* EXTRACTED RECORDS:
◇ ◇ ◇ ◇ ◇

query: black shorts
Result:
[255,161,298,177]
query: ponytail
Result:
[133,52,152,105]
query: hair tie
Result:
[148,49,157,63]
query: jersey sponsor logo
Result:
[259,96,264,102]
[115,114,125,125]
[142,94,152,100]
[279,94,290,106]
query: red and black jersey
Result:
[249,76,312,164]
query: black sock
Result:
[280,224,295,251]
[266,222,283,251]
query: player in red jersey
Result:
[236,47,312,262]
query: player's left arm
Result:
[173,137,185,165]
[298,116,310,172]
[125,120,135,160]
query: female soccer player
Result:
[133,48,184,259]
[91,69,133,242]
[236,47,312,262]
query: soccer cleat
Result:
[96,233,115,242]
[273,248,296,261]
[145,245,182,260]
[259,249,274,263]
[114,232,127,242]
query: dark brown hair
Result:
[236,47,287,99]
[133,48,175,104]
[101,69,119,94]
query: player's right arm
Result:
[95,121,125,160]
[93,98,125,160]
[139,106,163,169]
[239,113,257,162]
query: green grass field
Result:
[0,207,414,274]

◇ ◇ ◇ ◇ ◇

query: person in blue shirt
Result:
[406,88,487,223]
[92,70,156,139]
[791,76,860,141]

◇ ◇ ◇ ◇ ◇

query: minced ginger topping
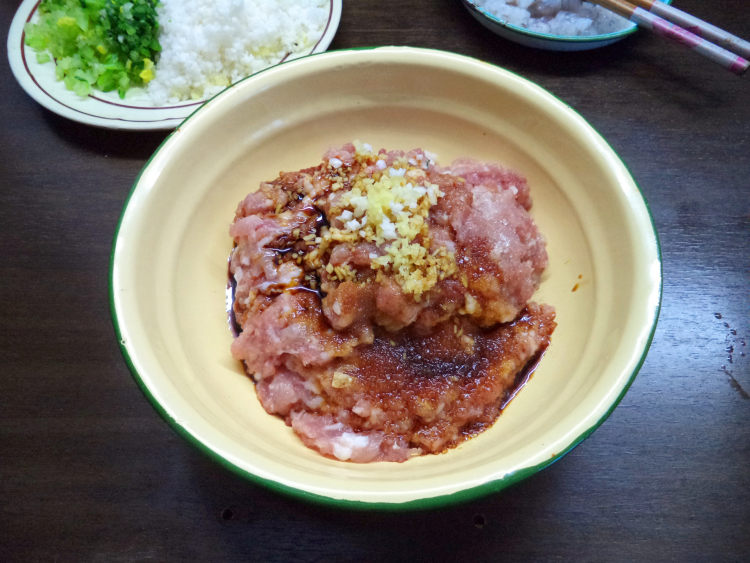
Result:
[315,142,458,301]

◇ ◇ ◇ ◇ ◇

* WHAT NEEDS TO BE DONE:
Scale the lines from the line with "query: black shorts" to the line with "[125,120,135,160]", both included. Copy each line unchanged, except multiply every bounding-box coordinate by 0.55 and round it to the nearest whole number, rounding halves up.

* COMPLETED EXERCISE:
query: black shorts
Result:
[140,89,164,97]
query: ponytail
Result:
[73,29,84,58]
query: hair tie
Result:
[81,27,86,35]
query: jersey sponsor logo
Result:
[142,53,145,56]
[63,63,69,69]
[78,52,84,55]
[153,52,160,58]
query: red and black jersey
Result:
[137,42,172,90]
query: black sock
Result:
[154,123,162,138]
[146,122,156,138]
query: player in red jersey
Result:
[130,26,172,144]
query: player's left arm
Result:
[95,75,102,91]
[164,64,171,95]
[69,66,74,88]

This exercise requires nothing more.